* **EXERCISE BRIEF**:
Find each line in the entries below that contains the word "lights" and copy those lines out.

====== INFORMATION SUPPLIED ======

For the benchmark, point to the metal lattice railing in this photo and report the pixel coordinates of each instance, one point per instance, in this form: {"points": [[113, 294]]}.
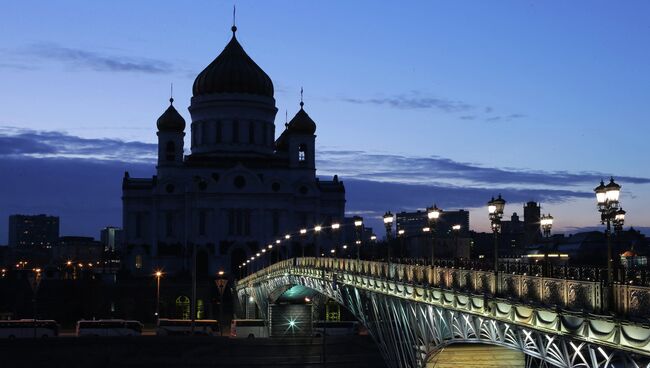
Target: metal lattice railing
{"points": [[413, 310]]}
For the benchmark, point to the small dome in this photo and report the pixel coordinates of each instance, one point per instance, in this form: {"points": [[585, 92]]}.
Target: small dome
{"points": [[301, 123], [171, 120], [233, 71]]}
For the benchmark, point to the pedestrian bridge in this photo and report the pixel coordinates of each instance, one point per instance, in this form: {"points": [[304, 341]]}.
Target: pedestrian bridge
{"points": [[412, 311]]}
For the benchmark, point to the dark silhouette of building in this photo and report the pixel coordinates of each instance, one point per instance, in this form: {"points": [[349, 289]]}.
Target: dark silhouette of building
{"points": [[111, 238], [33, 230], [532, 226], [413, 222], [78, 249]]}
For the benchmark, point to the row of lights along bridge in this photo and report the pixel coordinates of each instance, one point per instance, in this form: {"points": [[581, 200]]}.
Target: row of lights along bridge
{"points": [[607, 196]]}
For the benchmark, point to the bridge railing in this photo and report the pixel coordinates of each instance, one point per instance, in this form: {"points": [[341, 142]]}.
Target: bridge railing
{"points": [[583, 295]]}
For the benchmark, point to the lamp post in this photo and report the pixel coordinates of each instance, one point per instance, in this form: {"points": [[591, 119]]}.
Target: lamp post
{"points": [[619, 220], [358, 223], [303, 234], [335, 227], [546, 221], [608, 205], [433, 214], [221, 283], [158, 275], [495, 210], [388, 223], [317, 230], [288, 247]]}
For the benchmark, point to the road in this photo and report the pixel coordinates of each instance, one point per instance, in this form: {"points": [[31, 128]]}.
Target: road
{"points": [[189, 351]]}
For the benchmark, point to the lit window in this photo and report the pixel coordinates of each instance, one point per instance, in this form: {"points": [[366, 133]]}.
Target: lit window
{"points": [[302, 153]]}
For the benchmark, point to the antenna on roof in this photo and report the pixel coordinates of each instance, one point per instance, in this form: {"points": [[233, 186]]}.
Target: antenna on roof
{"points": [[234, 24]]}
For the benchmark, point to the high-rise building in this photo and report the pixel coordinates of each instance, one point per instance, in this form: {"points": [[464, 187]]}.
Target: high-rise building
{"points": [[33, 230], [532, 225], [413, 222], [239, 189], [111, 238]]}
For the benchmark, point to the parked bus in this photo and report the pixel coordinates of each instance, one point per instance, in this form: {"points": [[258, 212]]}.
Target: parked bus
{"points": [[209, 327], [109, 327], [28, 328], [338, 328], [248, 328]]}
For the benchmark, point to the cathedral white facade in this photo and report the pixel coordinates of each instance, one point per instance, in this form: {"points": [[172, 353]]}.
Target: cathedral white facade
{"points": [[239, 189]]}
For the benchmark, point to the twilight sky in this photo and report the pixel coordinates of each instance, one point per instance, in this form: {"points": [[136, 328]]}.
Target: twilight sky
{"points": [[416, 102]]}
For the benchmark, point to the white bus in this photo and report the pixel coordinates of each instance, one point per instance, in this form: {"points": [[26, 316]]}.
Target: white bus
{"points": [[335, 328], [166, 327], [28, 328], [109, 327], [248, 328]]}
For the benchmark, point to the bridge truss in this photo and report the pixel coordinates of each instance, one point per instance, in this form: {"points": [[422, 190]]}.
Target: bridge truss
{"points": [[410, 323]]}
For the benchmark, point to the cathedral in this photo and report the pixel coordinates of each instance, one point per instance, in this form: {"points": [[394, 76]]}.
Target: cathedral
{"points": [[238, 190]]}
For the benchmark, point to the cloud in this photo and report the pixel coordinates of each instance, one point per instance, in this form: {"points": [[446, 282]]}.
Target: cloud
{"points": [[32, 143], [79, 179], [97, 61], [415, 100], [435, 170], [504, 117], [86, 194]]}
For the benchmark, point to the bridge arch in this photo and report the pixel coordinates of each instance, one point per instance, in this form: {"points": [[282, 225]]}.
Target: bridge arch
{"points": [[410, 322]]}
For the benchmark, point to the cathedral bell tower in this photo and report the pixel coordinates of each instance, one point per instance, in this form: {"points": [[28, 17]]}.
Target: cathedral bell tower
{"points": [[171, 126], [301, 140]]}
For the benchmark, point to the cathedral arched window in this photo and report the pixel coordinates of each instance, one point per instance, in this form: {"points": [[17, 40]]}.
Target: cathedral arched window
{"points": [[235, 131], [302, 153], [169, 224], [251, 132], [218, 133], [170, 151]]}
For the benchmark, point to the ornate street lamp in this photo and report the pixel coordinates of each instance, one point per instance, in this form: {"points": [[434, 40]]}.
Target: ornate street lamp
{"points": [[433, 214], [608, 205], [335, 227], [303, 234], [388, 223], [400, 234], [546, 221], [317, 230], [619, 220], [158, 275], [495, 210], [358, 223], [456, 230]]}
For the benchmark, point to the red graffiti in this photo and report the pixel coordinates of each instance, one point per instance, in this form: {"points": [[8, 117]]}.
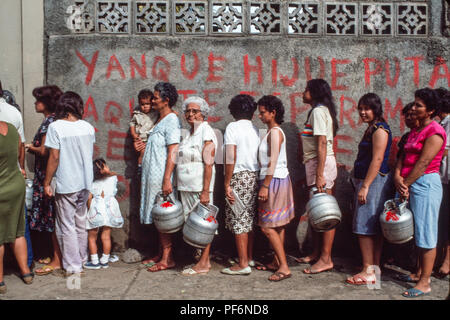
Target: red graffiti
{"points": [[163, 72], [87, 110], [113, 116], [416, 61], [335, 75], [114, 65], [89, 65], [436, 75], [391, 215], [249, 68], [190, 75], [212, 68], [135, 67]]}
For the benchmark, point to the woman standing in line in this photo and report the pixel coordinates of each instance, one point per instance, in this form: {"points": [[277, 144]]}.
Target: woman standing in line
{"points": [[419, 181], [373, 185], [42, 215], [158, 166], [320, 163], [275, 197]]}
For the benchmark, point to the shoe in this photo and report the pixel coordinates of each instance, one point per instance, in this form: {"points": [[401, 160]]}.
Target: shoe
{"points": [[92, 266], [243, 272], [27, 278], [2, 287], [113, 258]]}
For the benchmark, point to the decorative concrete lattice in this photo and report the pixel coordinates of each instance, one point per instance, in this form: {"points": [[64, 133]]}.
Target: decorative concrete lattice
{"points": [[265, 18], [190, 17], [113, 16], [304, 18], [152, 17], [80, 17], [227, 17], [341, 18], [412, 19], [377, 19]]}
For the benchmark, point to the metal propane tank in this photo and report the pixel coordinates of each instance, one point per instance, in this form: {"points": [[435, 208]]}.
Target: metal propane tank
{"points": [[167, 213], [397, 223], [323, 211], [201, 225]]}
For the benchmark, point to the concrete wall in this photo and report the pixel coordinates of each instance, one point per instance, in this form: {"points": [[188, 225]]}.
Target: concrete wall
{"points": [[109, 68]]}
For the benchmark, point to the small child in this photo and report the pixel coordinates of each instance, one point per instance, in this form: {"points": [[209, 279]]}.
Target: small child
{"points": [[143, 120], [104, 212]]}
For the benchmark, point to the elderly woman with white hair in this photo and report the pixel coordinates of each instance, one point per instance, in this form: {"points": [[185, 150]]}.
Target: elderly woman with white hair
{"points": [[195, 168]]}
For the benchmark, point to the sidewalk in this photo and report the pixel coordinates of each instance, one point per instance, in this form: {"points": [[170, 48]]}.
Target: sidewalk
{"points": [[123, 281]]}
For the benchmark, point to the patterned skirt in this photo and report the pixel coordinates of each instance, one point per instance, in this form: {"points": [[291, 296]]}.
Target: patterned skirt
{"points": [[278, 210], [245, 184]]}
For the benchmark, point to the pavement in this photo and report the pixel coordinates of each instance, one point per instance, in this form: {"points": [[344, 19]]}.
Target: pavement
{"points": [[122, 281]]}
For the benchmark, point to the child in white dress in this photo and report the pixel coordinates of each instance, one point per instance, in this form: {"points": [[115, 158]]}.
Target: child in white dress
{"points": [[104, 212]]}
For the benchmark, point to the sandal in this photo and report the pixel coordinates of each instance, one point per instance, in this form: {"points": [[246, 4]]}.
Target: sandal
{"points": [[27, 278], [279, 276]]}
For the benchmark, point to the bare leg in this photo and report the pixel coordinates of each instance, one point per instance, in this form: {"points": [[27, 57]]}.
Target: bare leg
{"points": [[92, 241], [242, 249], [20, 251], [106, 240], [275, 240]]}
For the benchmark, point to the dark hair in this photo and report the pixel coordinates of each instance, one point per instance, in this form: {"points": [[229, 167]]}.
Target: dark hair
{"points": [[373, 101], [272, 103], [242, 106], [431, 99], [69, 102], [145, 94], [320, 92], [167, 91], [444, 96], [407, 108], [48, 95], [98, 164]]}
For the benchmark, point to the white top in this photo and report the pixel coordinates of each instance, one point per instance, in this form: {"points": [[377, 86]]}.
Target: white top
{"points": [[190, 166], [75, 142], [319, 123], [244, 136], [10, 114], [281, 170], [104, 209]]}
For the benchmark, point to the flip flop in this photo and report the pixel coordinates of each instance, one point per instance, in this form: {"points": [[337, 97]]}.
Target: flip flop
{"points": [[192, 272], [45, 260], [357, 280], [310, 271], [47, 269], [414, 293], [279, 276], [160, 267]]}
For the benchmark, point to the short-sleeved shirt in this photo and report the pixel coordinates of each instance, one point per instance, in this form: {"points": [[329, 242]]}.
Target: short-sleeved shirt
{"points": [[319, 123], [143, 122], [245, 137], [190, 166], [445, 163], [10, 114], [365, 148], [75, 142], [414, 146]]}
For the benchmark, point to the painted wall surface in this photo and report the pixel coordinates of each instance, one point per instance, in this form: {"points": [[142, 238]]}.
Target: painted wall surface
{"points": [[108, 70]]}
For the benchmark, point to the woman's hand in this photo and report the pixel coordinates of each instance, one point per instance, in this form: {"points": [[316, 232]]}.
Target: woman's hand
{"points": [[362, 194], [204, 197], [229, 194], [167, 187], [263, 194]]}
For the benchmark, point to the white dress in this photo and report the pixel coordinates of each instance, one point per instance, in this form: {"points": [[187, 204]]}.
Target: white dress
{"points": [[104, 210]]}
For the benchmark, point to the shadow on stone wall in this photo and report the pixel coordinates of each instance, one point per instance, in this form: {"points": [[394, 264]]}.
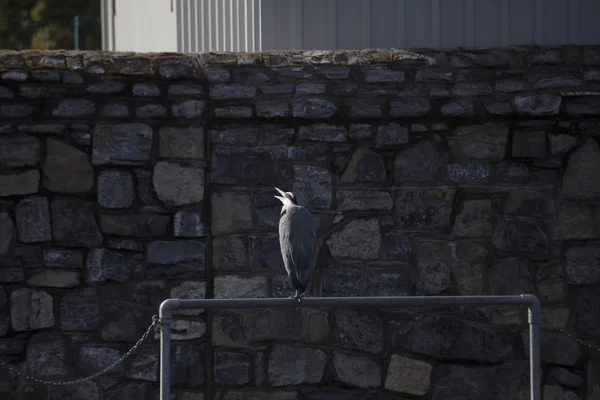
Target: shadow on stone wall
{"points": [[129, 178]]}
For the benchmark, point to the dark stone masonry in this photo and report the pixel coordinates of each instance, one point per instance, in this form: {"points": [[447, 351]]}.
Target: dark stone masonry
{"points": [[129, 178]]}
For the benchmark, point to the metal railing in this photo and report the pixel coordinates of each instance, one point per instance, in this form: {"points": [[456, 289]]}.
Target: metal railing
{"points": [[524, 300]]}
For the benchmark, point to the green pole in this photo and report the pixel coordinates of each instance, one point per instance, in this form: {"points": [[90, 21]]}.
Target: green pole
{"points": [[76, 32]]}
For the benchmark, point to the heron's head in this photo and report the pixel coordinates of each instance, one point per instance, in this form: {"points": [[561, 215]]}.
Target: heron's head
{"points": [[287, 198]]}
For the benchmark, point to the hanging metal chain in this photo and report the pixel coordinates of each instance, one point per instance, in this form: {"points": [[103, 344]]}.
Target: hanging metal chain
{"points": [[91, 377], [570, 335]]}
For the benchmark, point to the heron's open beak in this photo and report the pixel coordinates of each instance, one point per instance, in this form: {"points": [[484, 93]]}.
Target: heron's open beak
{"points": [[282, 193]]}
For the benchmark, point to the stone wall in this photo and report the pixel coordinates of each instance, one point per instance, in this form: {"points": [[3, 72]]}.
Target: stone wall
{"points": [[130, 178]]}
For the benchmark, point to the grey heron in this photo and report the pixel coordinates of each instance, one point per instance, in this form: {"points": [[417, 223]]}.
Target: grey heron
{"points": [[297, 240]]}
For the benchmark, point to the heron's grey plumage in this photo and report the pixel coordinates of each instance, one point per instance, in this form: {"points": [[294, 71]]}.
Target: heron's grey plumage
{"points": [[297, 240]]}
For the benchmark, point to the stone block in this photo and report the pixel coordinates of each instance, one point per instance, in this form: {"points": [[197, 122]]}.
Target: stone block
{"points": [[232, 369], [179, 67], [109, 266], [357, 200], [434, 265], [277, 324], [145, 90], [19, 183], [189, 290], [229, 253], [538, 105], [469, 269], [295, 365], [188, 364], [79, 311], [144, 366], [529, 144], [115, 189], [424, 208], [521, 236], [410, 108], [148, 111], [391, 135], [365, 166], [357, 331], [313, 108], [386, 281], [31, 310], [505, 381], [469, 173], [587, 312], [177, 258], [472, 89], [344, 280], [234, 213], [587, 107], [581, 180], [312, 186], [445, 338], [178, 185], [189, 224], [359, 239], [265, 254], [186, 89], [420, 163], [74, 223], [408, 375], [384, 76], [233, 286], [364, 108], [56, 279], [95, 358], [582, 265], [323, 133], [232, 91], [232, 112], [46, 355], [250, 167], [7, 232], [74, 108], [67, 169], [479, 142], [358, 371], [115, 110], [122, 144], [474, 219], [458, 108], [231, 329], [19, 151], [32, 216], [138, 225]]}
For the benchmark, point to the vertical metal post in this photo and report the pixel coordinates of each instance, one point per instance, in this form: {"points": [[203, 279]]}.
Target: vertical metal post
{"points": [[165, 319], [76, 32], [534, 319]]}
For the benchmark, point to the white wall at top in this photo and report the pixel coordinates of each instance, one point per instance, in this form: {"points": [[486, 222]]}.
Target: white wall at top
{"points": [[140, 25], [255, 25]]}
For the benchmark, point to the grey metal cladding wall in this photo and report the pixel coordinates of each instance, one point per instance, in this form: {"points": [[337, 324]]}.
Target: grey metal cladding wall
{"points": [[254, 25]]}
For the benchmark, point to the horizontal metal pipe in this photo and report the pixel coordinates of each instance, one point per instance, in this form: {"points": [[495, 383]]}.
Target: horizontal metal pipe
{"points": [[342, 302]]}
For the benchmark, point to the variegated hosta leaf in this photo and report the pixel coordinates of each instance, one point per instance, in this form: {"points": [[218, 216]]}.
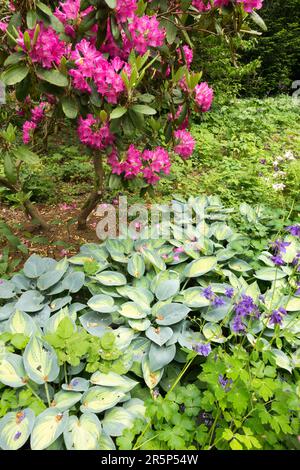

======

* **SOLUTION FOR THIS EXERCISE**:
For the benchmark, point to the row of lights along bridge in this photo and report the pixel coordinates of each instance, one point per instance, in this form: {"points": [[581, 200]]}.
Target: row of lights along bridge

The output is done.